Transcribe each of the records below exactly, excluding all pictures.
## BEGIN Data provided
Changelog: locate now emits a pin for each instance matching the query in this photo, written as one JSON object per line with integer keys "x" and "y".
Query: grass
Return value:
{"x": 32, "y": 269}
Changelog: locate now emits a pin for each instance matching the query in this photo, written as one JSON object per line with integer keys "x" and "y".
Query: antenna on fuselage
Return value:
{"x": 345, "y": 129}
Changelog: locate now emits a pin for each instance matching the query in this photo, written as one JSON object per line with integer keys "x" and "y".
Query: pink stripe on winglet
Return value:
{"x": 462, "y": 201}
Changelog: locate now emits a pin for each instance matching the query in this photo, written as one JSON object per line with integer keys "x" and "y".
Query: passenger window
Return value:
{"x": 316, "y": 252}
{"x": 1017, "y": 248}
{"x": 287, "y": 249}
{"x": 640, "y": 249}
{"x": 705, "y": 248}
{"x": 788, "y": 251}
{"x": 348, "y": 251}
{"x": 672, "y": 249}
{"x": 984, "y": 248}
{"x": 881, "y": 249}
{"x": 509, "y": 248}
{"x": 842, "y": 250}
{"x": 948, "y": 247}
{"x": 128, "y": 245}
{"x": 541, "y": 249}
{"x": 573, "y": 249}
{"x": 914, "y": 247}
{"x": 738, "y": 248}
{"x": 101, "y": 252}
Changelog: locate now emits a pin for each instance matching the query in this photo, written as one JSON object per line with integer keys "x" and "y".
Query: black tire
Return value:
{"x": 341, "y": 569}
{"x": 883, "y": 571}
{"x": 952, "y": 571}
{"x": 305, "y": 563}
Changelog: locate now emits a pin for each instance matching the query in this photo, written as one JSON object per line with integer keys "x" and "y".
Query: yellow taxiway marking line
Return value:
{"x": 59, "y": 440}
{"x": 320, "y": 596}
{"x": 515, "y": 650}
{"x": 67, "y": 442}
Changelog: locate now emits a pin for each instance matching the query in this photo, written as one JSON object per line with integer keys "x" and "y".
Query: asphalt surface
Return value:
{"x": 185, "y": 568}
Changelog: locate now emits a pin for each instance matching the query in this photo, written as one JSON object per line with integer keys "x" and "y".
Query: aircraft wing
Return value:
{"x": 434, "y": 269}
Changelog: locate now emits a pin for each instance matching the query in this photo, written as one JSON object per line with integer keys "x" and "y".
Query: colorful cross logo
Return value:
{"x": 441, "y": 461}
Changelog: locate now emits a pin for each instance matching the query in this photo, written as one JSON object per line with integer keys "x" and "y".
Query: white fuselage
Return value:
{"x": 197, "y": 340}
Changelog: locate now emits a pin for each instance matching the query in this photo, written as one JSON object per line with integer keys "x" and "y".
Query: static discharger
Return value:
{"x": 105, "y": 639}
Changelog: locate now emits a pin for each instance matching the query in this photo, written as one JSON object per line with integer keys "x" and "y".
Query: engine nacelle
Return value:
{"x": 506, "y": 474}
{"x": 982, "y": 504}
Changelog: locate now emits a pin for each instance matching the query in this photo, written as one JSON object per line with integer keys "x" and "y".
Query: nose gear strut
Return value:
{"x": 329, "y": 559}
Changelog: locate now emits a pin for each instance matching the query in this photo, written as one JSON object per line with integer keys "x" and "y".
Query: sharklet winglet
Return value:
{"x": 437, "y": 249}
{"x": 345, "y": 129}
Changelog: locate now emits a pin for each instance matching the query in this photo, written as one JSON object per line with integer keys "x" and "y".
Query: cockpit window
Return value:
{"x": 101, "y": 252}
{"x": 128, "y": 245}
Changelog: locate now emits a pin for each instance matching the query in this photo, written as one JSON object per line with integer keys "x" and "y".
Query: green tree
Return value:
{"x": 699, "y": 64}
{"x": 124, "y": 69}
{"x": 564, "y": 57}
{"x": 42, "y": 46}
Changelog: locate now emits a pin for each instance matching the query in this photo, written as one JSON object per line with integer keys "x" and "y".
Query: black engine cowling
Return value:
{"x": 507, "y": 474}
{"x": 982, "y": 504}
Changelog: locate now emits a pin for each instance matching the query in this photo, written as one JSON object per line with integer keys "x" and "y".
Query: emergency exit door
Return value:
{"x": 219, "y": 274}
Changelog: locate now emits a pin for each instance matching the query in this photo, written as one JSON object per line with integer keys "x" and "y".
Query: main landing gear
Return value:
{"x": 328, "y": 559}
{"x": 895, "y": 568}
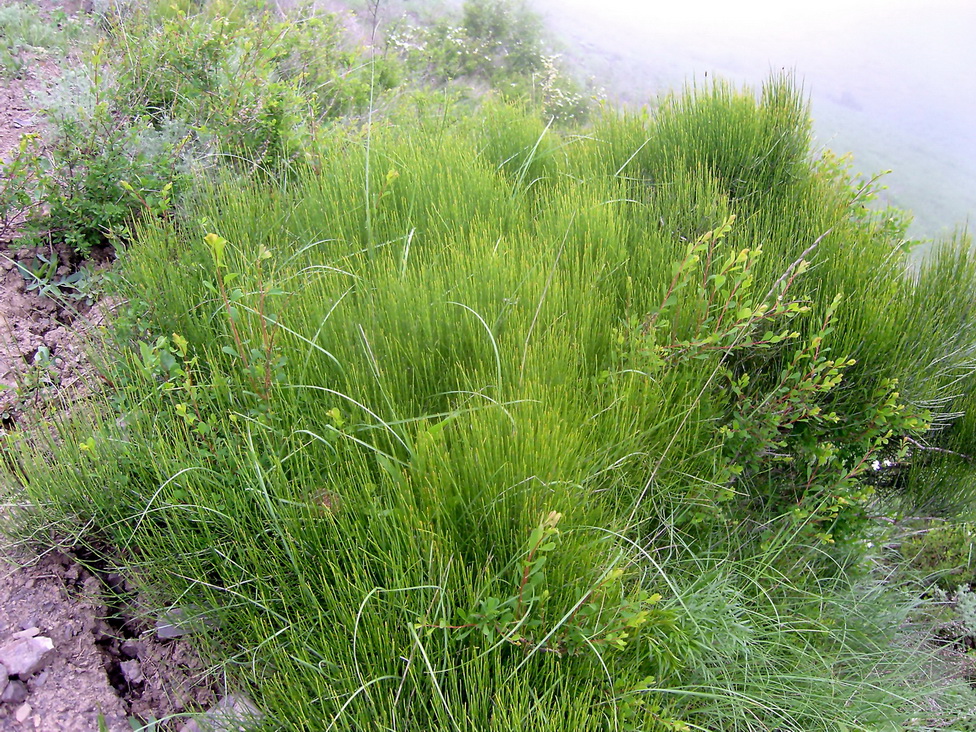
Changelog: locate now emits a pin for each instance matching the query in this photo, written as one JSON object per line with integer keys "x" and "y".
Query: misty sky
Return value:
{"x": 892, "y": 80}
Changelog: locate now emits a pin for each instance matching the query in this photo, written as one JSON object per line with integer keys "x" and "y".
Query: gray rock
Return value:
{"x": 233, "y": 713}
{"x": 15, "y": 693}
{"x": 23, "y": 712}
{"x": 24, "y": 657}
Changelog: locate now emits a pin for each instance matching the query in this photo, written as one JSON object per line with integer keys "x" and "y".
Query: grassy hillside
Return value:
{"x": 469, "y": 423}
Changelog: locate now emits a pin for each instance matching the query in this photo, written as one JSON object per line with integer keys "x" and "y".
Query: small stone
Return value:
{"x": 23, "y": 712}
{"x": 132, "y": 672}
{"x": 24, "y": 657}
{"x": 231, "y": 714}
{"x": 15, "y": 693}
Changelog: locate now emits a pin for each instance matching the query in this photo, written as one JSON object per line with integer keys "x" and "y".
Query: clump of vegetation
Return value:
{"x": 495, "y": 44}
{"x": 945, "y": 553}
{"x": 346, "y": 401}
{"x": 448, "y": 421}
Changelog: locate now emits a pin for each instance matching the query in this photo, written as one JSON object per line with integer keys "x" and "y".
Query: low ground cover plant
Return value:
{"x": 474, "y": 424}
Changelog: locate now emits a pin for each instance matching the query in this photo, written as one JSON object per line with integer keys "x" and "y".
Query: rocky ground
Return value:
{"x": 73, "y": 655}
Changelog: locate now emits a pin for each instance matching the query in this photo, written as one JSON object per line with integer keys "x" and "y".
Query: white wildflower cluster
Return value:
{"x": 558, "y": 100}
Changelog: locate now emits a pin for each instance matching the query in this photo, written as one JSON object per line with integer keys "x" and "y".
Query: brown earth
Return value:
{"x": 106, "y": 667}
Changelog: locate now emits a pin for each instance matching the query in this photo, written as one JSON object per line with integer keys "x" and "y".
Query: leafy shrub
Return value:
{"x": 495, "y": 43}
{"x": 253, "y": 85}
{"x": 103, "y": 168}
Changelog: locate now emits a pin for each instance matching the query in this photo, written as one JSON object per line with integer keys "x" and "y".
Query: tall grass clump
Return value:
{"x": 476, "y": 425}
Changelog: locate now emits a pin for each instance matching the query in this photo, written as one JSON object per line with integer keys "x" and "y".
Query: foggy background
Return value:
{"x": 890, "y": 80}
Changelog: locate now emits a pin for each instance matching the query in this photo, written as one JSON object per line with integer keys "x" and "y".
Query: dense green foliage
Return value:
{"x": 439, "y": 420}
{"x": 475, "y": 425}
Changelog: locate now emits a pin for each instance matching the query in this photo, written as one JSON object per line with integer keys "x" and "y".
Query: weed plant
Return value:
{"x": 474, "y": 425}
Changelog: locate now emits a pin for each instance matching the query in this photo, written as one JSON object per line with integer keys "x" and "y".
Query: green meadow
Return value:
## END Data provided
Solution to this exercise:
Changelog: locate now emits a pin for each instance matching the query in this photo, written as one JSON object per line with integer keys "x" and "y".
Query: grass
Return value:
{"x": 32, "y": 269}
Changelog: locate now emits a pin for each instance matching the query in this photo, written as one JSON object per line with integer keys "x" and "y".
Query: antenna on fuselage
Return value:
{"x": 345, "y": 129}
Changelog: locate now emits a pin for each instance matching the query in this photo, written as one JSON object per line with integer keys "x" and "y".
Query: pink stripe on winglet
Return value:
{"x": 462, "y": 201}
Changelog: locate now emits a pin for each instance matching the query in this photo, written as one JSON object per line with integer keys "x" and "y".
Query: passenger window
Return value:
{"x": 316, "y": 252}
{"x": 1017, "y": 248}
{"x": 287, "y": 249}
{"x": 640, "y": 249}
{"x": 705, "y": 248}
{"x": 788, "y": 251}
{"x": 348, "y": 251}
{"x": 672, "y": 249}
{"x": 984, "y": 248}
{"x": 881, "y": 249}
{"x": 509, "y": 248}
{"x": 842, "y": 250}
{"x": 948, "y": 247}
{"x": 128, "y": 245}
{"x": 541, "y": 249}
{"x": 573, "y": 249}
{"x": 914, "y": 247}
{"x": 738, "y": 248}
{"x": 101, "y": 252}
Changelog: locate now emits a pin for each instance matching the query in this photo, written as one JSON object per line with integer keys "x" and "y".
Query: black tire
Return value:
{"x": 341, "y": 569}
{"x": 883, "y": 571}
{"x": 952, "y": 571}
{"x": 305, "y": 563}
Changelog: locate now emits a pin for each instance matching the query in this photo, written as one JSON object per line with integer keys "x" and "y".
Query: yellow taxiway marking line
Return value:
{"x": 59, "y": 440}
{"x": 320, "y": 596}
{"x": 515, "y": 650}
{"x": 67, "y": 442}
Changelog: locate now emits a pin for each instance matching the query in this photo, written as one JSON object per line with integer keys "x" and "y".
Query: asphalt surface
Return value:
{"x": 185, "y": 568}
Changelog: locate now emits a pin for each instance matching the query in this photo, written as one JSON object per line with integer keys "x" and "y".
Query: aircraft wing
Return value:
{"x": 434, "y": 269}
Changelog: locate now emits a pin for each instance matching the query in this photo, written as one JSON object per line with integer keys "x" and "y".
Query: colorful cross logo
Return value:
{"x": 441, "y": 461}
Changelog: locate now emits a pin for each instance matching the query in this photo, written as one JSON object per line with integer keys "x" and "y".
Query: white fuselage
Return value:
{"x": 197, "y": 340}
Changelog: locate now emits a pin for each instance matching the query in this photo, written as one JSON object per line with integer keys "x" and "y".
Query: static discharger
Return value:
{"x": 105, "y": 639}
Changelog: locate now emits a pin for each instance matching the query in this photo, written as one JSON object per line with integer keys "x" and "y".
Query: engine nacelle
Return value:
{"x": 506, "y": 474}
{"x": 982, "y": 504}
Changelog: locate now emits a pin for each instance matching the query in this photo, written as one JSON object per line with integer keys "x" and "y".
Query: nose gear strut
Return value:
{"x": 329, "y": 559}
Changelog: locate now emits a pin for each instance matching the query in this photo, written as one JSON object per line with integer keys "x" and "y".
Query: sharklet winglet
Return value:
{"x": 437, "y": 249}
{"x": 345, "y": 129}
Changelog: locate now emits a pin for each instance matching the query in this photo, written as one JSON object per line with integer keys "x" and "y".
Query: cockpit window
Return value:
{"x": 101, "y": 252}
{"x": 128, "y": 245}
Changelog: locate now emits a pin for each instance matching the query in this photo, written as one JSON object per line with integer keys "x" and "y".
Query: green tree
Return value:
{"x": 699, "y": 64}
{"x": 124, "y": 69}
{"x": 564, "y": 57}
{"x": 42, "y": 46}
Changelog: locate now emits a pin for each instance matching the query in this photo, written as one JSON object per line with integer keys "x" and "y".
Query: black engine cowling
Return value:
{"x": 507, "y": 474}
{"x": 982, "y": 504}
Changelog: locate now emits a pin for each instance matching the query in this photo, written as one JSON object per line with integer keys "x" and "y".
Query: emergency exit door
Return value:
{"x": 219, "y": 274}
Changelog: locate now emits a pin for each instance matching the query in this photo, written as one JSON object per line with integer keys "x" and "y".
Query: main landing gear
Return value:
{"x": 328, "y": 559}
{"x": 895, "y": 568}
Changelog: locate now emits a pin for each instance matching the query in this photo, written as one JSON object per line with integer keys "x" and "y".
Query: misty sky
Return value:
{"x": 892, "y": 80}
Changelog: locate now emits a pin for each instance matching the query in this photo, written as one JSON object per line with integer keys "x" and "y".
Query: gray rock
Return value:
{"x": 233, "y": 713}
{"x": 15, "y": 693}
{"x": 23, "y": 712}
{"x": 24, "y": 657}
Changelog: locate now emits a pin for each instance matching the query in this photo, written as one JSON object per line with integer keys "x" and "y".
Query: grassy hillside
Return value:
{"x": 469, "y": 423}
Changelog: locate now emits a pin for each instance matching the query in this photo, written as one JSON object per line with integer keys "x" and "y".
Query: small stone
Return value:
{"x": 23, "y": 712}
{"x": 132, "y": 672}
{"x": 24, "y": 657}
{"x": 231, "y": 714}
{"x": 15, "y": 693}
Changelog: locate now emits a pin for each instance matching the query in this photo, written as one JSON object per line with integer keys "x" and "y".
Query: clump of vegetation
Return value:
{"x": 495, "y": 44}
{"x": 945, "y": 553}
{"x": 346, "y": 401}
{"x": 448, "y": 421}
Changelog: locate now emits a pin for each instance matching the query in this photo, written as one JSON object per line with integer keys "x" and "y".
Query: low ground cover plant
Return value:
{"x": 474, "y": 424}
Changelog: locate now emits a pin for each instance matching the query in this photo, written as one JSON object per line with integer keys "x" and "y".
Query: rocky ground
Return value:
{"x": 73, "y": 655}
Changelog: locate now emits a pin for each instance matching the query in this photo, written as one JSON object per line with integer keys "x" and "y".
Query: white wildflower cluster
Return value:
{"x": 558, "y": 100}
Changelog: locate now emits a pin for each instance matching the query in this photo, written as one JSON object per line with integer keys "x" and "y".
Query: brown earth
Return value:
{"x": 106, "y": 667}
Changelog: locate now emits a pin for each instance matching the query in this photo, written as one JSON object per line with integer keys "x" and "y".
Query: leafy shrub
Return value:
{"x": 495, "y": 43}
{"x": 253, "y": 85}
{"x": 103, "y": 168}
Changelog: locate now emits a pin for each instance matching the query in this photo, written as one JSON object per line with integer keys "x" and "y".
Query: tall grass clump
Return value:
{"x": 476, "y": 425}
Changelog: locate now emits a pin for each instance matching the query in this photo, written as one JSON object per line with integer keys "x" and "y".
Query: foggy background
Return value:
{"x": 890, "y": 80}
Changelog: locate now emits a pin for each instance matching the query in this photo, written as one JSON object per line with integer keys "x" and "y".
Query: dense green foliage
Return value:
{"x": 439, "y": 420}
{"x": 475, "y": 425}
Changelog: locate now emits a pin for each instance matching the query in this photo, written as one JSON object per line with integer keys "x" and "y".
Query: weed plant
Return value:
{"x": 474, "y": 425}
Changelog: locate now emits a pin for each instance matching the query in this photo, written as one JSON object per line with integer keys "x" and "y".
Query: green meadow
Return value:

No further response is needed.